- [Yapılacak Görevler]
A. Açlık grevleriyle ilgili metne göre basın toplantısı nerede düzenlenmiştir?
B. Açlık grevleriyle ilgili metnin "Açlık Grevlerini İzleme Heyeti: Ölümler" ifadesiyle başlayıp "basın toplantısı düzenledi." ifadesiyle biten kısmını, "basın toplantısı" yerine "basın açıklaması" yazarak güncelleyiniz.

- [Metin Bölümü]
+ + + + + + +

23 Eylül 2024 Pazartesi

Açlık Grevlerini İzleme Heyeti: Ölümler olmadan talepler karşılansın

Açlık Grevlerini İzleme Heyeti oluşturduklarını duyuran İstanbul Tabip Odası, İHD, TİHV ve SES, açlık grevinin bu topraklarda acı sonuçlarının olduğunu hatırlatarak taleplerin bir an önce karşılanmasını istedi.
İstanbul Tabip Odası, SES, İHD ve TİHV, hapishanelerde süren açlık grevlerine ilişkin İHD İstanbul Şubesi'nde basın toplantısı düzenledi.
 
İHD İstanbul Şube Başkanı Gülseren Yoleri, Açlık Grevlerini İzleme Heyeti oluşturduklarını duyurarak bu kapsamda hapishanelerin ziyaret edilmesi ve kamuoyu ile paylaşılmasını hedeflediklerini belirtti.

+ + + + + + +

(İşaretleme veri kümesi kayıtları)

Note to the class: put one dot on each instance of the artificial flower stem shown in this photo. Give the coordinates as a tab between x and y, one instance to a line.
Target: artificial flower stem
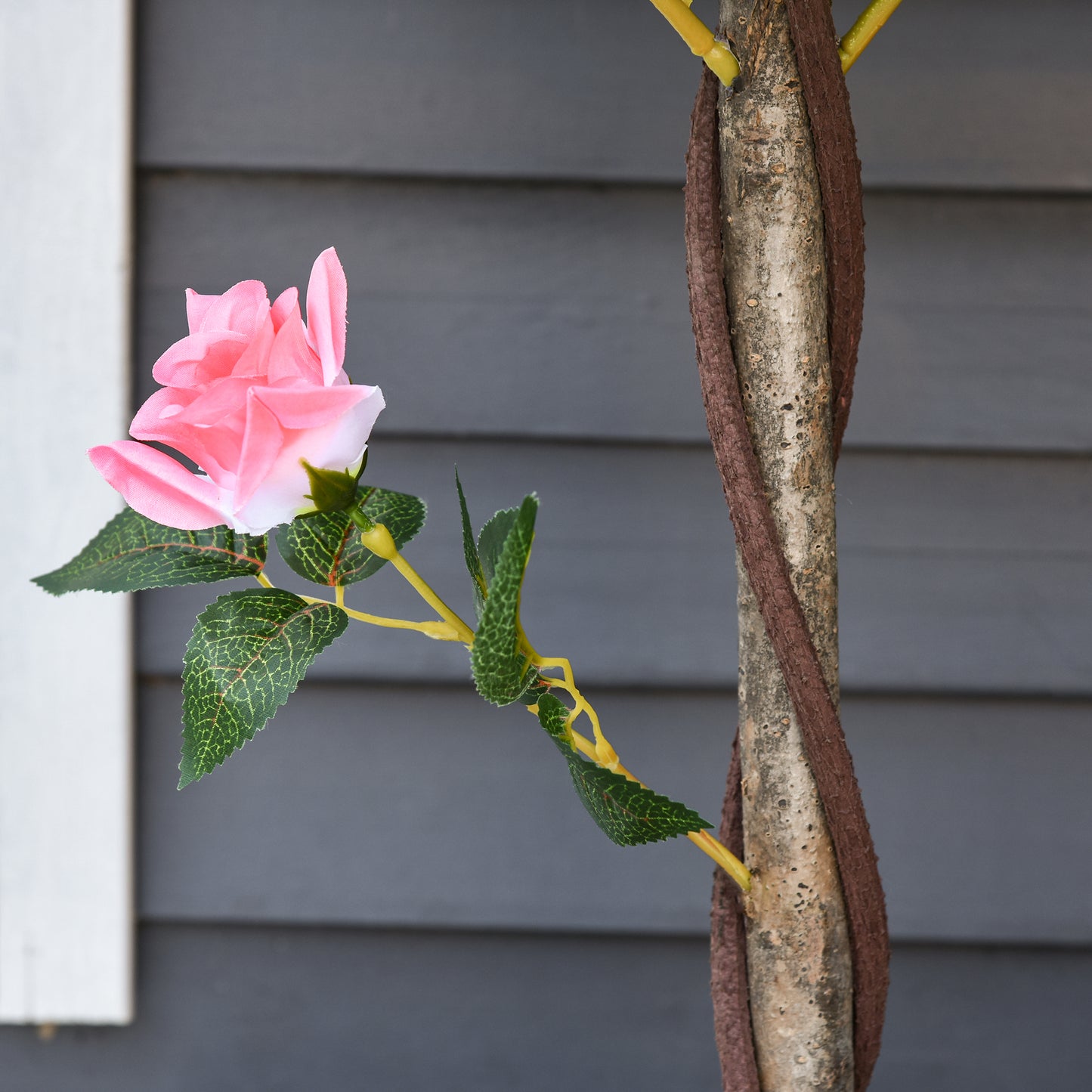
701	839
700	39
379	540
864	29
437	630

+ + + + + + +

- [Görev Yanıtları]
A. İHD İstanbul Şubesi'nde düzenlenmiştir.

B.
Açlık Grevlerini İzleme Heyeti: Ölümler olmadan talepler karşılansın

Açlık Grevlerini İzleme Heyeti oluşturduklarını duyuran İstanbul Tabip Odası, İHD, TİHV ve SES, açlık grevinin bu topraklarda acı sonuçlarının olduğunu hatırlatarak taleplerin bir an önce karşılanmasını istedi.
İstanbul Tabip Odası, SES, İHD ve TİHV, hapishanelerde süren açlık grevlerine ilişkin İHD İstanbul Şubesi'nde basın açıklaması düzenledi.